** Tareas por realizar **
a: Reproduzca, sin alterar una sola palabra, todo lo que en el texto sobre Pablo y la ley va desde "Pablo se opone" hasta "extranjero, del excluido.".
b: Indique cuántas líneas de las entradas contienen la cadena "green", teniendo en cuenta la diferencia entre mayúsculas y minúsculas. Responda únicamente con la cifra.

** Texto **
****

Pablo está en contra de una situación que oprime porque ha visto que la ley ya no tiene fuerza de ley cuando mata: “pero en cuanto vino el precepto, revivió el pecado, y yo morí; y resultó que el precepto, dado para la vida, me causó muerte” (Rom: 7, 9-10) La ley de un Estado que ajusticia a quienes resultan ser hombres comprometidos con un sentido más amplio de justicia, más incluyente y eficaz, es una ley que mata, es una ley que ya no sirve, que debe no sólo ser revocada, sino suspendida (lo cual significa crear una nueva forma política de hacer ley). Una ley que beneficia a unas élites, que impone un soterrado cinismo en el que emerge la ley del justiciero particular que va disparando a cuanto hombre íntegro se le aparezca, es una ley que oprime, una ley que ya no es ley porque “causa muerte”; la muerte de los hombres que no tuvieron miedo, que expusieron sus ideas sin temor, con el coraje que sólo los héroes tienen y los líderes políticos de altura, históricos, inolvidables, tienen.

En Pablo, quien también cayó bajo el yugo de la misma ley que atacó, vemos un hombre que denuncia a viva voz la muerte de la justicia encarnada por Jesús de Nazaret, al llevar consigo esa memoria de redención de lo justo a todos los hombres excluidos (tanto el poderoso víctima de su soberbia como el miserable víctima de la soberbia del poderoso). La justicia abierta por Jesús de Nazaret en la que la acción de despojarse de las ataduras inmediatas de la ambición y la voluntad de poder funge como fundamento de la vida política es, en Pablo, memoria de justicia, pero no memoria muerta, sino memoria viva, activa, redentora, digámoslo en términos políticos, liberadora.

Pablo se opone a la memoria común que tiende a olvidar o a convertirse en mera evocación nostálgica de un pasado perdido, de una lucha derrotada (un muerto político sepultado que se llora sin más remedio), al abrir esa memoria a un proceso activo de evocación transformadora, militante, dinámica y viva. Por eso, lo que Badiou resalta en Pablo, como fábula extraordinaria que funda un tipo de universalismo redentor (es decir un tipo de justicia más próxima a su verdad), es esa memoria de un Jesús de Nazaret resucitado. Fábula que nace en su corazón como experiencia particular de un modo de justicia que libera, si seguimos el trato no religioso de Pablo, pero fábula que transforma la situación política del esclavo, de la mujer, del extranjero, del excluido.

****

Entradas de datos recopiladas:
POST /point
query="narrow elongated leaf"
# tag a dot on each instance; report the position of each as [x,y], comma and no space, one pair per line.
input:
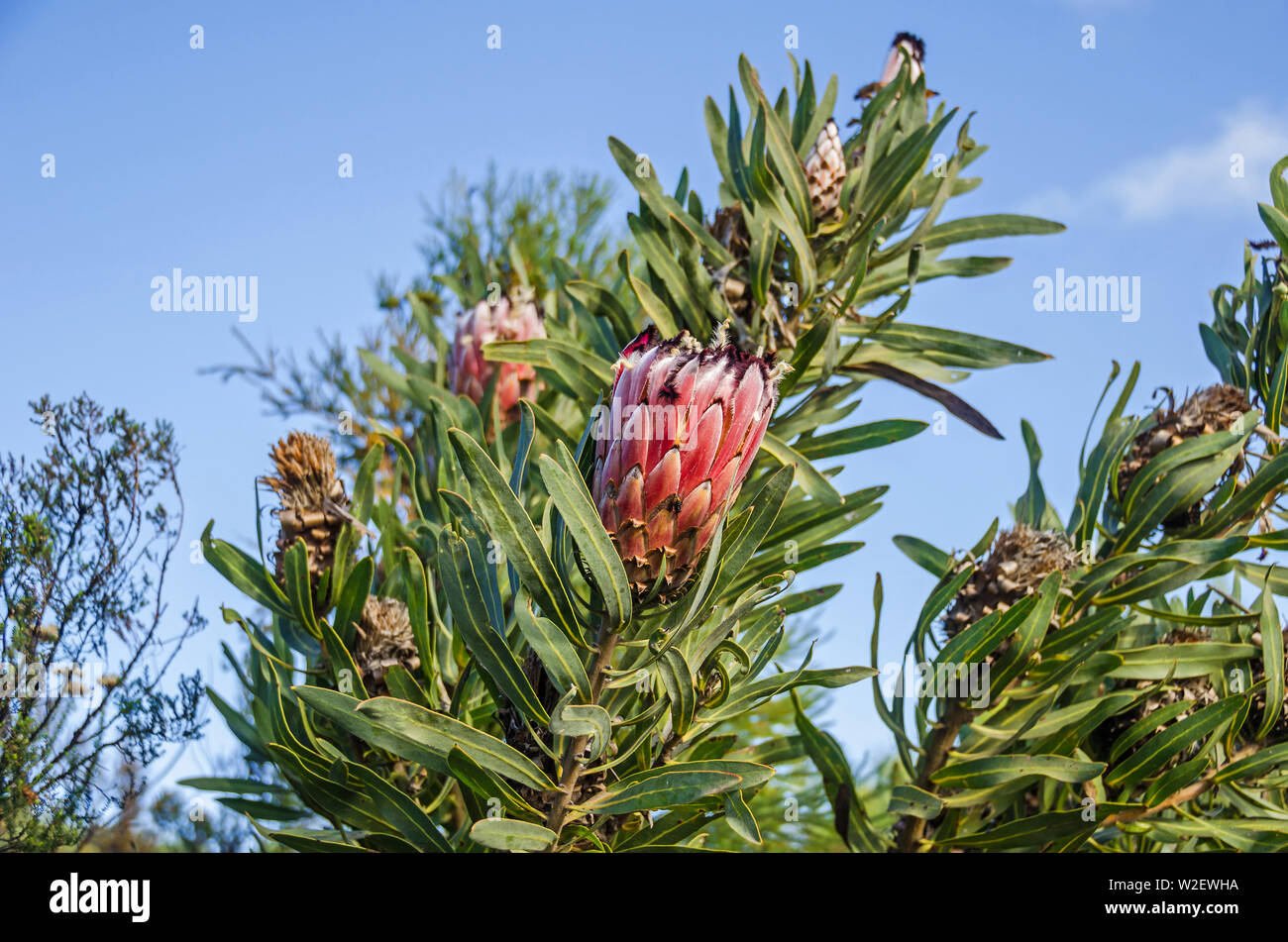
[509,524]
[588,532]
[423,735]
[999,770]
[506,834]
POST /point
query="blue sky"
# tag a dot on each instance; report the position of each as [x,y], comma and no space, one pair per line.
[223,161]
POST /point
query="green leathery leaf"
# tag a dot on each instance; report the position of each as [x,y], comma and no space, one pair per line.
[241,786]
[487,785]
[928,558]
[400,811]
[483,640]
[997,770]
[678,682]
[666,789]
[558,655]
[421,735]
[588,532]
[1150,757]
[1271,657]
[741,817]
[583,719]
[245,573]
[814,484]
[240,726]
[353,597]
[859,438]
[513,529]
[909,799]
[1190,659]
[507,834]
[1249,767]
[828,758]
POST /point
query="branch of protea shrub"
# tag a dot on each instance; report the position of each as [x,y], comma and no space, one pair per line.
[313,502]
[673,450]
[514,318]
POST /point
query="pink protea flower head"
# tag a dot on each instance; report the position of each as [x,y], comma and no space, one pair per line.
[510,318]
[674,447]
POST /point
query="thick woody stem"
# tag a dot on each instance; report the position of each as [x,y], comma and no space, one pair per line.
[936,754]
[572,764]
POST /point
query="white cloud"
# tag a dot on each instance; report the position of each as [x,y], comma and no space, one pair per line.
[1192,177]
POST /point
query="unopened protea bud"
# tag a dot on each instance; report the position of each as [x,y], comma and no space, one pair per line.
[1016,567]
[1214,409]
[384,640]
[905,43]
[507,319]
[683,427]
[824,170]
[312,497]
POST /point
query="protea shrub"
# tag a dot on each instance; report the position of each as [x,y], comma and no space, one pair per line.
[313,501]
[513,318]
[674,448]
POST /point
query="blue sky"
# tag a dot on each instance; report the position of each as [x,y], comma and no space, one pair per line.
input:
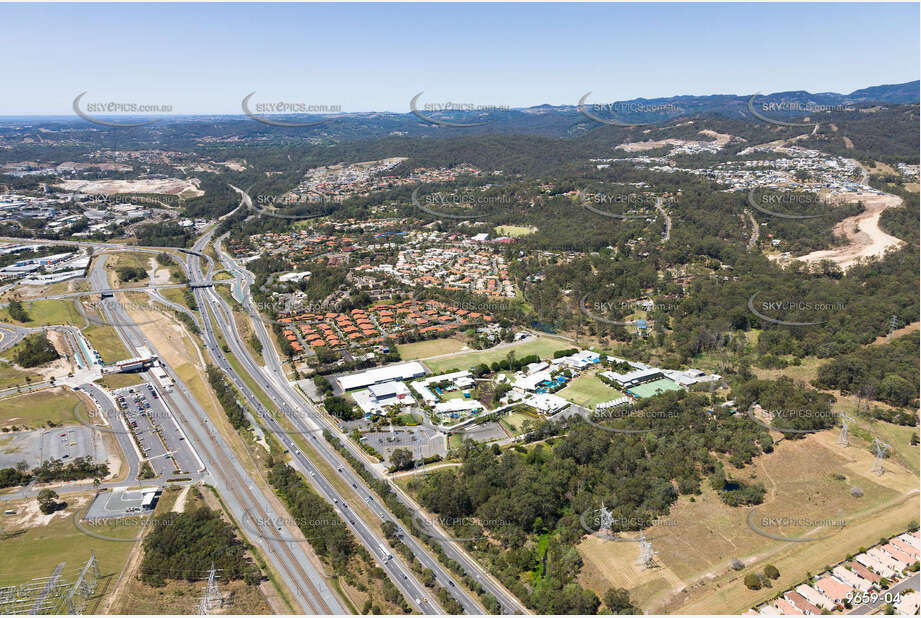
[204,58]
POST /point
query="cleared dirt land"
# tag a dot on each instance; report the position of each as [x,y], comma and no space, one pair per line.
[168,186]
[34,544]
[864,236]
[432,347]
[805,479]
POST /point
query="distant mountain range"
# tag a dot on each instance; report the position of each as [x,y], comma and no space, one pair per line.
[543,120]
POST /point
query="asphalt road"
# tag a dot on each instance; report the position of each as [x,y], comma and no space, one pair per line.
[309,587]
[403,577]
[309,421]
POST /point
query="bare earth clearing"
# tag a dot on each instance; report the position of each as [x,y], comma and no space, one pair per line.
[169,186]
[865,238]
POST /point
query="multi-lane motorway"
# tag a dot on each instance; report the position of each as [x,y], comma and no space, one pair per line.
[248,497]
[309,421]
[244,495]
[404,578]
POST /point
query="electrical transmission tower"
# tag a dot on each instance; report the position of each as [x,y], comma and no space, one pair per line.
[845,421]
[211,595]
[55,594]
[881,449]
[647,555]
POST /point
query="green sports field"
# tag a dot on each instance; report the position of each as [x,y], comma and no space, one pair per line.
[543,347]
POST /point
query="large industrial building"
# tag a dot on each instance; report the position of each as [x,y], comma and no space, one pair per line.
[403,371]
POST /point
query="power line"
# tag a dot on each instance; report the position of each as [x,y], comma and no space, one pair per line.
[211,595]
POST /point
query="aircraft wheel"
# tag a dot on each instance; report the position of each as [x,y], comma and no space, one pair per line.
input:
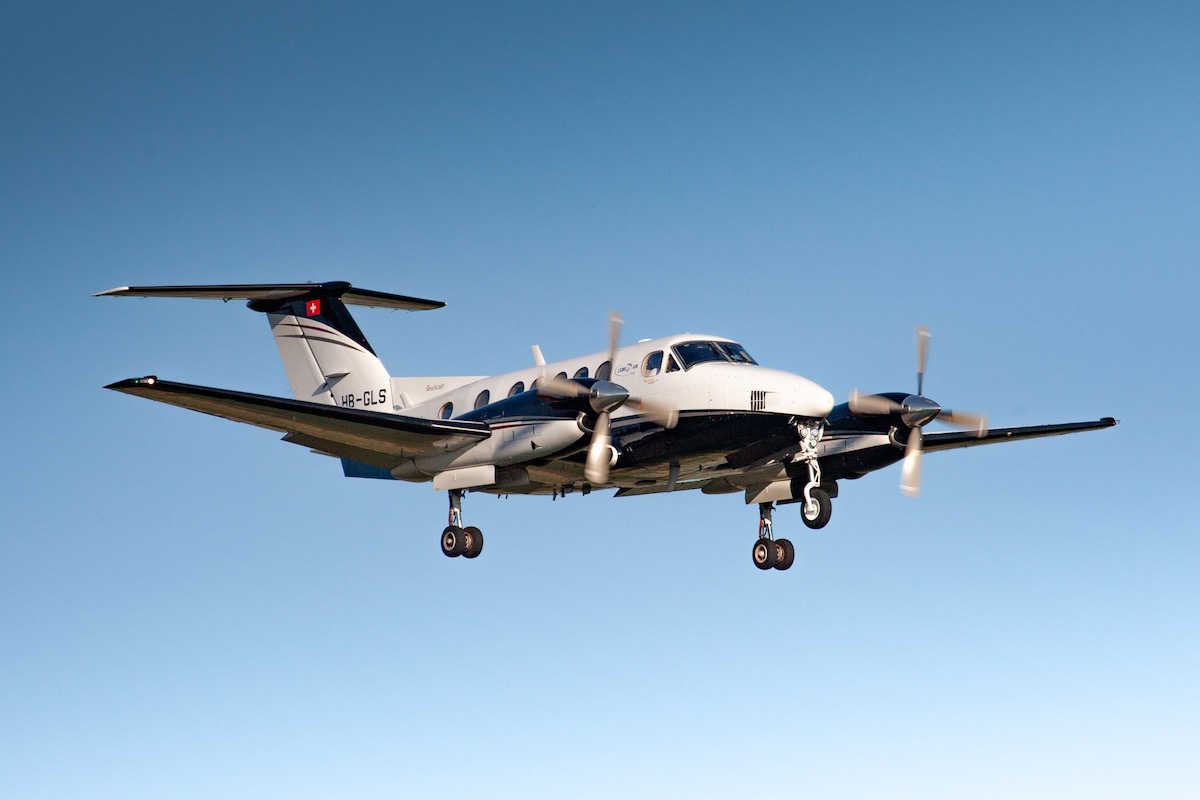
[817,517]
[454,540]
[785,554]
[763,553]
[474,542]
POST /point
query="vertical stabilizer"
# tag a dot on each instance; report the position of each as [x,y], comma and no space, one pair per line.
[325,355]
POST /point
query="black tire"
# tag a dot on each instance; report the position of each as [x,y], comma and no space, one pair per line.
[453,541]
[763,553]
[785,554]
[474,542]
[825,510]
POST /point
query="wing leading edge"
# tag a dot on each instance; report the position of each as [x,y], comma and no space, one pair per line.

****

** Ejercicio resuelto **
a:
Pablo se opone a la memoria común que tiende a olvidar o a convertirse en mera evocación nostálgica de un pasado perdido, de una lucha derrotada (un muerto político sepultado que se llora sin más remedio), al abrir esa memoria a un proceso activo de evocación transformadora, militante, dinámica y viva. Por eso, lo que Badiou resalta en Pablo, como fábula extraordinaria que funda un tipo de universalismo redentor (es decir un tipo de justicia más próxima a su verdad), es esa memoria de un Jesús de Nazaret resucitado. Fábula que nace en su corazón como experiencia particular de un modo de justicia que libera, si seguimos el trato no religioso de Pablo, pero fábula que transforma la situación política del esclavo, de la mujer, del extranjero, del excluido.

b: 2